| Data excerpts |
** BEGIN **

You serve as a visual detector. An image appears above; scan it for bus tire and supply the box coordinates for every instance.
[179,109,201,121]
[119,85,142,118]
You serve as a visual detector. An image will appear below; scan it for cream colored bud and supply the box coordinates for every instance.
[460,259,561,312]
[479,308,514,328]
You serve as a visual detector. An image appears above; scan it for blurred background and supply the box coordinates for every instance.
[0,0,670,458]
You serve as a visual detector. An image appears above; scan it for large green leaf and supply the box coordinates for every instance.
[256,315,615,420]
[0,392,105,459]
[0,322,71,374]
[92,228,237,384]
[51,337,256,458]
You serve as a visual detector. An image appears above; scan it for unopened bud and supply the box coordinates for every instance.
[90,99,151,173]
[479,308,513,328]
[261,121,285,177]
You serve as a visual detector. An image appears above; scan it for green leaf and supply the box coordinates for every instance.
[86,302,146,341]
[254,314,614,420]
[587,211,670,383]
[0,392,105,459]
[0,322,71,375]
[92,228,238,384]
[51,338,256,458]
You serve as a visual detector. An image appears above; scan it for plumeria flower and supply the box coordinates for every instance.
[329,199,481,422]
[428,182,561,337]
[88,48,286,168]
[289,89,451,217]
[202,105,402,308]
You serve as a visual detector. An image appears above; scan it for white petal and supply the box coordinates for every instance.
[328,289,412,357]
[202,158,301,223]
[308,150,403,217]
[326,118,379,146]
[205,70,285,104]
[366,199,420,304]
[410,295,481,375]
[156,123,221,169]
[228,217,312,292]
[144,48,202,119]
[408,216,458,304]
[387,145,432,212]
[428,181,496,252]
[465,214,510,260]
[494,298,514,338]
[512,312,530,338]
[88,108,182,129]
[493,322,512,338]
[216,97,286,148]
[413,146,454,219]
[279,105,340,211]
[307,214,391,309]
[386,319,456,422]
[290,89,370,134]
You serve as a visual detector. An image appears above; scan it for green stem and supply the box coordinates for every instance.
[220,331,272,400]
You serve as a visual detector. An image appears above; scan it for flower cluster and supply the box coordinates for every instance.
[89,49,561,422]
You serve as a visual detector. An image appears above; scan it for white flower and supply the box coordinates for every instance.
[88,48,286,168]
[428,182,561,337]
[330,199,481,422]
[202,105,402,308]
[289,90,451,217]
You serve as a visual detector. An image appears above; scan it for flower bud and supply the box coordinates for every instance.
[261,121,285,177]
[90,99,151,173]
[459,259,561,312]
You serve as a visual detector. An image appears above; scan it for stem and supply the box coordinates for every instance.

** END **

Format all of the data above as a numbered list, dropping any blank lines.

| Written solution |
1. You serve as a visual detector. An image appears above; scan it for bus tire and supply the box coordinates for every instance.
2. [179,109,201,121]
3. [119,85,142,118]
4. You serve as a visual detector. An image will appear below; scan it for cream colored bud and supply the box coordinates for every instance.
5. [460,259,561,312]
6. [479,308,514,328]
7. You serve as a visual detector. An image appears above; scan it for blurred background and supply the box coordinates for every instance.
8. [0,0,670,458]
9. You serve as a visual detector. An image appears above; scan it for large green leaf and supply the box coordinates for every instance.
10. [256,315,615,420]
11. [0,392,105,459]
12. [0,322,71,374]
13. [92,228,237,384]
14. [51,337,256,458]
15. You serve as a visual detector. An image appears above; scan it for unopened bud and supply the box coordinates for every instance.
16. [90,99,151,173]
17. [479,308,513,328]
18. [261,121,285,177]
19. You serve as a visual detector. An image appears above; scan it for green leaf and supply the box coordinates for every instance.
20. [86,302,146,341]
21. [254,314,614,420]
22. [587,211,670,383]
23. [0,392,105,459]
24. [0,322,71,375]
25. [92,228,238,384]
26. [51,338,256,458]
27. You serve as a visual detector. An image appears above; scan it for plumeria flower and supply the box coordinates for every instance.
28. [329,199,481,422]
29. [428,182,561,337]
30. [88,48,286,168]
31. [289,89,451,217]
32. [202,105,402,308]
33. You serve as a visual detector. An image appears above; scan it for white petal and supply the box coordinates for every instance.
34. [328,289,412,357]
35. [202,158,301,223]
36. [308,150,403,217]
37. [326,118,379,146]
38. [205,70,285,104]
39. [366,199,420,304]
40. [410,295,481,375]
41. [156,123,221,169]
42. [228,217,312,292]
43. [144,48,202,119]
44. [408,216,458,304]
45. [387,145,432,212]
46. [428,181,496,252]
47. [465,214,510,260]
48. [494,298,514,338]
49. [512,312,530,338]
50. [88,108,182,129]
51. [493,322,512,338]
52. [216,97,286,148]
53. [413,146,454,219]
54. [279,105,340,211]
55. [307,214,391,309]
56. [386,319,456,422]
57. [290,89,370,134]
58. You serve as a visual detector. An image appears above; scan it for green stem and supply the box coordinates for every instance.
59. [220,331,272,400]
60. You serve as a visual detector. An image appears above; scan it for flower cluster and supply the box coordinates for every instance.
61. [89,49,561,422]
62. You serve as a visual detector. An image appears above; scan it for white flower and supply the box coordinates for every instance.
63. [88,48,286,168]
64. [428,182,561,337]
65. [330,199,481,422]
66. [202,105,402,308]
67. [289,90,451,217]
68. You serve as a visual detector. An image appears above; scan it for flower bud and supply the box coordinates for every instance.
69. [261,121,285,177]
70. [90,99,151,173]
71. [459,259,561,312]
72. You serve as a visual detector. An image appears above; scan it for stem and supply the box coordinates for every instance.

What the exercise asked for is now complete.